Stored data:
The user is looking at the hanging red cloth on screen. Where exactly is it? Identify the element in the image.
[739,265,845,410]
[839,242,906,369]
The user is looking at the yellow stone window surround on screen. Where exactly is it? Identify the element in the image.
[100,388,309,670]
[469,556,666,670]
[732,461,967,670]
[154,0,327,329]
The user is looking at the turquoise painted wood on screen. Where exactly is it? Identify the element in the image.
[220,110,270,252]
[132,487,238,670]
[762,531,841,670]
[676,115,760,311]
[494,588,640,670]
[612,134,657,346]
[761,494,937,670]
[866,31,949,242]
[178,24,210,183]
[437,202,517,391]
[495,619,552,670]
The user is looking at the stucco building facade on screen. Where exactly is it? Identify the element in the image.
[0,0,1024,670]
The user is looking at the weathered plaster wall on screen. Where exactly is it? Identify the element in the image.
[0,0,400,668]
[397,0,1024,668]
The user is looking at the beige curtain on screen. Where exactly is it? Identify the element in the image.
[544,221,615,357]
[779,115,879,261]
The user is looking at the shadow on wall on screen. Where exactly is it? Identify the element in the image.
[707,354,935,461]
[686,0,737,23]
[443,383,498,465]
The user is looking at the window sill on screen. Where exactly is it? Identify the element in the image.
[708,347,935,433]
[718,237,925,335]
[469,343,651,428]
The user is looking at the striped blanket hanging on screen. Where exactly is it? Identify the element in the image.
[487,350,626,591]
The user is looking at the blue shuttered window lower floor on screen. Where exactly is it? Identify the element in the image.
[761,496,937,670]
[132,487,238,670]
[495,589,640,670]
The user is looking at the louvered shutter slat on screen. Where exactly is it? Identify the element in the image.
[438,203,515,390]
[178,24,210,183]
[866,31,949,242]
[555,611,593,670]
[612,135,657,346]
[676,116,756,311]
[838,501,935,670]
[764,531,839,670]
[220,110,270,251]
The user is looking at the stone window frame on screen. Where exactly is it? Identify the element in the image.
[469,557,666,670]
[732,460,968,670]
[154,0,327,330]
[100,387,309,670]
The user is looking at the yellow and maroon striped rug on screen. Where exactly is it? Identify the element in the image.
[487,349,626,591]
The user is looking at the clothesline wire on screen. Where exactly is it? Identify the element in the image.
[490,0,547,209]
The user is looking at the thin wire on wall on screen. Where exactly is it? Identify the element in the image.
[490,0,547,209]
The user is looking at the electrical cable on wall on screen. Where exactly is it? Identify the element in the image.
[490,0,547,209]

◆ THE PROBLEM
Replace every "The user" in the rows above with "The viewer" and leave everything else unchanged.

◆ SOLUTION BELOW
The viewer is looking at the hanging red cloth on screen. Where exactly is it? Identify the element in the image.
[739,265,845,410]
[839,242,906,369]
The viewer is looking at the yellow stone window surround on screen. Where exactly is it? Identify the element in the image.
[100,388,309,670]
[469,556,666,670]
[732,461,967,670]
[154,0,327,329]
The viewer is looking at the turquoise painted wood on screen. Where exactly is it? Identify the element in the image.
[220,110,270,252]
[132,487,238,670]
[762,531,841,670]
[676,115,760,311]
[494,588,640,670]
[612,134,657,346]
[761,494,937,670]
[866,31,949,242]
[178,24,210,183]
[437,202,517,391]
[495,619,552,670]
The viewer is looking at the stucco building facade on screen. Where exactly is it? Identify the element in the image.
[0,0,1024,670]
The viewer is looking at the weathered plaster wall on screen. Where exactly is it? Identify the element in the image.
[0,0,400,668]
[397,0,1024,668]
The viewer is looking at the beige curtain on screen. Where exactly is it? Identify the element in the image.
[544,221,615,357]
[779,115,879,261]
The viewer is looking at the shadow on wall on screen. Where exactly is it? Identify the element in the image.
[707,354,935,461]
[686,0,737,23]
[443,383,498,465]
The viewer is looking at the window sill on screen. Where exactly is it? Identify the element in the image.
[708,347,935,433]
[718,237,925,335]
[469,343,651,428]
The viewer is looking at the striped blanket hanging on screen. Where exactly is it? Identify the element in the image.
[487,350,626,591]
The viewer is looking at the blue shuttered window lower floor on screen. Where exactly is it? Identify the element in the image.
[761,496,937,670]
[132,487,238,670]
[495,589,640,670]
The viewer is looking at the louvered shutter slat on screen. Where exactly is it? Identify the element in the image.
[438,203,515,390]
[178,24,210,183]
[866,31,949,242]
[555,611,593,670]
[612,135,657,346]
[676,116,756,311]
[838,501,935,670]
[764,531,839,670]
[220,110,270,251]
The viewer is looking at the stone window frame on screen. Where exactly is it? Identify the element in the image.
[469,557,666,670]
[732,460,968,670]
[154,0,327,330]
[100,387,309,670]
The viewer is looking at the yellow and maroon striped rug on screen. Where exactly is it? Identify the element in the image.
[487,349,626,591]
The viewer is looking at the clothesline wire on screen. Where exactly is it? Identify the element in the image.
[490,0,547,209]
The viewer is looking at the thin wire on wall on screen. Where exactly is it? Identify the element in the image.
[490,0,547,209]
The viewer is looking at the electrical cable on wall on screen. Where exactly is it? Identify the element in the image.
[490,0,547,209]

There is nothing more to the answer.